What is needed »
Copy the entries from the start up to and including the line with "x=211, y=229", multiplying each answer coordinate by 2.15 and rounding to whole numbers, halves up. Keep the instruction lines and their sample points unchanged, and leave out the pictures.

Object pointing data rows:

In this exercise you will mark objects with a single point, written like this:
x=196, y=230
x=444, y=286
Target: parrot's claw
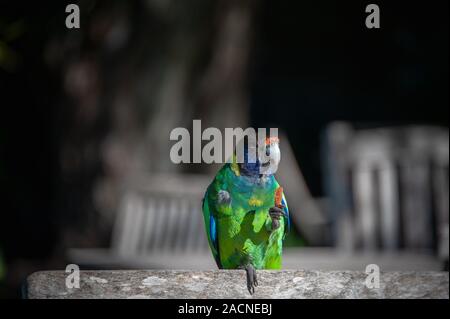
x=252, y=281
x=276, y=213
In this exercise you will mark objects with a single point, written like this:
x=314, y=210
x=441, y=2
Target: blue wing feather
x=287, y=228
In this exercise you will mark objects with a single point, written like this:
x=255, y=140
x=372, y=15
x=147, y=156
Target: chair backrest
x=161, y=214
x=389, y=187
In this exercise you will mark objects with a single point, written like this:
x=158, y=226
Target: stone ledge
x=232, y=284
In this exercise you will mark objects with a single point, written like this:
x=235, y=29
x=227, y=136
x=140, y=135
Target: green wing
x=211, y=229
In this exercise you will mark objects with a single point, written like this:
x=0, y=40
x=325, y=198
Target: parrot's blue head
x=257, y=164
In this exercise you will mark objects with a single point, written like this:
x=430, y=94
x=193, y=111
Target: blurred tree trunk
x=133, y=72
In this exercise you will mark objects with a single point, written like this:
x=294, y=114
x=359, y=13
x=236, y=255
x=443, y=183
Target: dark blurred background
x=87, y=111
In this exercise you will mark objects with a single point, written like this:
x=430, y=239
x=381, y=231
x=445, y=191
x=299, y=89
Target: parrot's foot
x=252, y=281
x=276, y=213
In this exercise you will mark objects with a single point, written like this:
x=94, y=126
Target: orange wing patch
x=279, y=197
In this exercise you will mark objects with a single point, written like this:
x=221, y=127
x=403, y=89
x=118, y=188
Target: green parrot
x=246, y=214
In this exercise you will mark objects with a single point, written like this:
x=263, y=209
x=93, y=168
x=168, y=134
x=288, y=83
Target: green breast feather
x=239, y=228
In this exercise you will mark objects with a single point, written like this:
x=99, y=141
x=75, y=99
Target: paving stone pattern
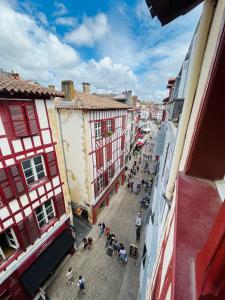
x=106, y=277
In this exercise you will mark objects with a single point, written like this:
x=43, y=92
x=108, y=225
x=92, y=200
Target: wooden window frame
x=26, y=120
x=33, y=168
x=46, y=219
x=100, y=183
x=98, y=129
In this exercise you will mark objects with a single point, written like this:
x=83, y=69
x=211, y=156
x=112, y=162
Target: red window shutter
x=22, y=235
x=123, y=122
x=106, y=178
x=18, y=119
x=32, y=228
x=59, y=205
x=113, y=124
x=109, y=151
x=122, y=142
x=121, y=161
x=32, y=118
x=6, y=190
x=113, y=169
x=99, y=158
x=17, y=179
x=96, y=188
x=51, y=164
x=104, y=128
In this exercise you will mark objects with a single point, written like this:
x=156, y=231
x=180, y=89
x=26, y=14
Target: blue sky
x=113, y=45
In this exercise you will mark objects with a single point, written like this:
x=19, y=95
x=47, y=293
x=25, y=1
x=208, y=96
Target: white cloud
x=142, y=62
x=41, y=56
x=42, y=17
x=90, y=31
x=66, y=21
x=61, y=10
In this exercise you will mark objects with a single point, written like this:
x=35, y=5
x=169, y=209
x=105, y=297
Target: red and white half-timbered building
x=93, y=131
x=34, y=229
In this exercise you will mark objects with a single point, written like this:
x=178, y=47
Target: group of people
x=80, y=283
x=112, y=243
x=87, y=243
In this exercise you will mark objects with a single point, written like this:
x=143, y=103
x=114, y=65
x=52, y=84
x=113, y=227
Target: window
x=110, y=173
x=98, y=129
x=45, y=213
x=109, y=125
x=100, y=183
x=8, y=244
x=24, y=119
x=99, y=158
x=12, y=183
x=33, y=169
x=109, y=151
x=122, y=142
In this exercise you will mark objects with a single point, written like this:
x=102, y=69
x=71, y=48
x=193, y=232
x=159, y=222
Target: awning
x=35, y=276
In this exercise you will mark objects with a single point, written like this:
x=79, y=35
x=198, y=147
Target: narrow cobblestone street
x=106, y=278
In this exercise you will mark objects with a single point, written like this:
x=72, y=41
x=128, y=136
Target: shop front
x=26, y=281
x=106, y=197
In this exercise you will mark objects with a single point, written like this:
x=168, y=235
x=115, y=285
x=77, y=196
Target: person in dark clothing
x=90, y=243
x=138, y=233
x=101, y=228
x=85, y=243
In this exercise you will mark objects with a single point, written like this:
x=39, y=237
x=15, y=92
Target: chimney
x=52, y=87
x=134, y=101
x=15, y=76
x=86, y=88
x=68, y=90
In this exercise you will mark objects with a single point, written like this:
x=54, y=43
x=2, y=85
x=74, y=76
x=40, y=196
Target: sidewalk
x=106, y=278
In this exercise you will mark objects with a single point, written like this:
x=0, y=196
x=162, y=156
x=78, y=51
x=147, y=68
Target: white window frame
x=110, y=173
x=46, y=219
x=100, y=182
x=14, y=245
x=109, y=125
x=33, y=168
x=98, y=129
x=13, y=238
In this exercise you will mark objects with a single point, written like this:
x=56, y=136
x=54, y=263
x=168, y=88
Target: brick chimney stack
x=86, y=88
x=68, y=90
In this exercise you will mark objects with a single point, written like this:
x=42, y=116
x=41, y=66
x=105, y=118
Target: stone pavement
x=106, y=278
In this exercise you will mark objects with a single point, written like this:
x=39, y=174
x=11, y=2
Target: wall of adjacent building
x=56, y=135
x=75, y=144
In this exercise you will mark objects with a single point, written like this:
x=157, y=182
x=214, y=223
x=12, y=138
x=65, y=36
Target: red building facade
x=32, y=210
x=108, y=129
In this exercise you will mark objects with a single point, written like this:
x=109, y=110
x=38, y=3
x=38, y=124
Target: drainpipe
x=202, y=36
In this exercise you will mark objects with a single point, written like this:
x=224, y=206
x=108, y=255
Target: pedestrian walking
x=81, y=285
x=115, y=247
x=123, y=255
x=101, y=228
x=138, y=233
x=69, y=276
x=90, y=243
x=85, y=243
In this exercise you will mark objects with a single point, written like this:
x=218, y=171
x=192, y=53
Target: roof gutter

Full solution »
In this exercise you will mark objects with a single point, written like this:
x=196, y=230
x=444, y=286
Target: parrot's claw
x=542, y=604
x=593, y=458
In this exercise you will mark objects with a single point, written like this:
x=314, y=210
x=441, y=2
Target: blue wing feather
x=617, y=490
In this exercise you will mark objects with a single point, written like this:
x=255, y=140
x=372, y=15
x=147, y=156
Target: chair backrest
x=346, y=460
x=836, y=402
In this exercise you will mark objects with a single point, written like this:
x=158, y=226
Target: stone ledge
x=499, y=611
In this exercise you will mark objects with a single point, written like this:
x=235, y=29
x=227, y=136
x=140, y=135
Target: green wing
x=454, y=492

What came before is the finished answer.